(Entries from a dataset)

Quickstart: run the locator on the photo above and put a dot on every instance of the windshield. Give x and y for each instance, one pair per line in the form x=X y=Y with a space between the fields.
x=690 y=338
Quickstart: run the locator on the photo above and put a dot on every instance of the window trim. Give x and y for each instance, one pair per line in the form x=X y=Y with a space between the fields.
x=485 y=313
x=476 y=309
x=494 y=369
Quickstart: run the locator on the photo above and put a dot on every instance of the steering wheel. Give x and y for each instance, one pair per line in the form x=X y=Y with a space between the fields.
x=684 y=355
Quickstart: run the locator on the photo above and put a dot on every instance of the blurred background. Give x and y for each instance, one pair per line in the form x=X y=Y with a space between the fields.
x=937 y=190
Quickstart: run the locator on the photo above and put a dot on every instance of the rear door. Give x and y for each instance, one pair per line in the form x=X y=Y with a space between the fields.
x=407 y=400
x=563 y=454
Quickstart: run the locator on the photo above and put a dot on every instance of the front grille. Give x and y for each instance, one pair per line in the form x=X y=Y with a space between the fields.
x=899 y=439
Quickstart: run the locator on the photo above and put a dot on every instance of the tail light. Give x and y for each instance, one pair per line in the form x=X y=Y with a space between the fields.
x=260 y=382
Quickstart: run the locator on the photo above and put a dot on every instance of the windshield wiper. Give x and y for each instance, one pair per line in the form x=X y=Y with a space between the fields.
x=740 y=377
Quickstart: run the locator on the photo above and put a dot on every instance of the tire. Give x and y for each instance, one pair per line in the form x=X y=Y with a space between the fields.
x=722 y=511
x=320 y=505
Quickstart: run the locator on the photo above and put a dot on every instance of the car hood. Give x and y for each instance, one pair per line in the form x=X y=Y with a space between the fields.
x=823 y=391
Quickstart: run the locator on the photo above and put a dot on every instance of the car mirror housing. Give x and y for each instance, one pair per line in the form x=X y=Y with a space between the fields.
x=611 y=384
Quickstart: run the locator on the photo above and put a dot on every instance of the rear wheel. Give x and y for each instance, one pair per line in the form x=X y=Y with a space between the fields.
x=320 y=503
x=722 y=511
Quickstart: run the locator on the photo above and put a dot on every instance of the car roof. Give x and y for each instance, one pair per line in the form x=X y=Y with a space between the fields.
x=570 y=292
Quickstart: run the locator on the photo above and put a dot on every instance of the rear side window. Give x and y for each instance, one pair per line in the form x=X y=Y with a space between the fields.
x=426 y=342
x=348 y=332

| To do |
Update the records above by replacing "put a dot on" with "mark" wherever it occurs, leaving everything else unchanged.

| In response |
Quickstart: run the locator on the photo above and mark every instance of the windshield. Give x and y for each instance, one pair per line in the form x=X y=Y with a space between the fields.
x=690 y=338
Quickstart: run the locator on the photo above and mark every instance of the window trim. Give x and y for each instance, one pair per line in the form x=X y=Y with a space between the fields.
x=485 y=313
x=476 y=309
x=494 y=369
Quickstart: run the locator on the photo above and mark every instance of the steering wheel. Give x and y for each instance, one pair per line in the form x=X y=Y with a space between the fields.
x=684 y=355
Quickstart: run the locator on the photo above and mark every instance of the blurred background. Give x and y for each instance, one pair per line in the form x=X y=Y with a space between the fields.
x=937 y=190
Quickstart: run the locator on the photo above and mark every instance of the rear door. Give x and y for each instance, one pair per line in the form x=X y=Y with a space between the fields.
x=407 y=400
x=563 y=454
Quickstart: run the locator on the photo above and mark every instance of the front grille. Give x and y for each instance, one pair per line in the form x=X y=Y with a space between the fields.
x=899 y=439
Quickstart: run the locator on the photo above and mark every instance of the tail light. Give x and y for each instance, one pair per line in the form x=X y=Y with a space between the fields.
x=260 y=382
Quickstart: run the locator on the photo above and mark every instance of the windshield wiper. Give x and y for each instance, one pair per line in the form x=X y=Y with a space between the fields.
x=740 y=377
Quickstart: run the locator on the photo above and mark every instance of the tire. Give x and y for each instance, one pair per line in the form x=X y=Y with a space between the fields.
x=722 y=511
x=320 y=505
Quickstart: run the locator on the photo above and mark every instance of the car hood. Give x and y for each instance, one pair per line in the form x=X y=Y with a space between the fields.
x=823 y=391
Quickstart: run the locator on the photo above and mark every instance of the car mirror housing. Give x and y for each instance, one pair per line in the form x=X y=Y with a space between the fields.
x=611 y=384
Quickstart: run the locator on the photo above and mark every instance of the rear wheel. Give x and y for each instance, one pair per line in the form x=X y=Y with a space between the fields.
x=320 y=503
x=722 y=511
Quickstart: run the locator on the photo above and mark every instance of the car roof. Give x and y for each instance, one pair per line in the form x=X y=Y with a space between the fields.
x=570 y=292
Quickstart: run the locator on the photo above and mark every instance of the rear side window. Give x and y for each instance, one pair per line in the form x=X y=Y with a space between the fields.
x=426 y=342
x=348 y=332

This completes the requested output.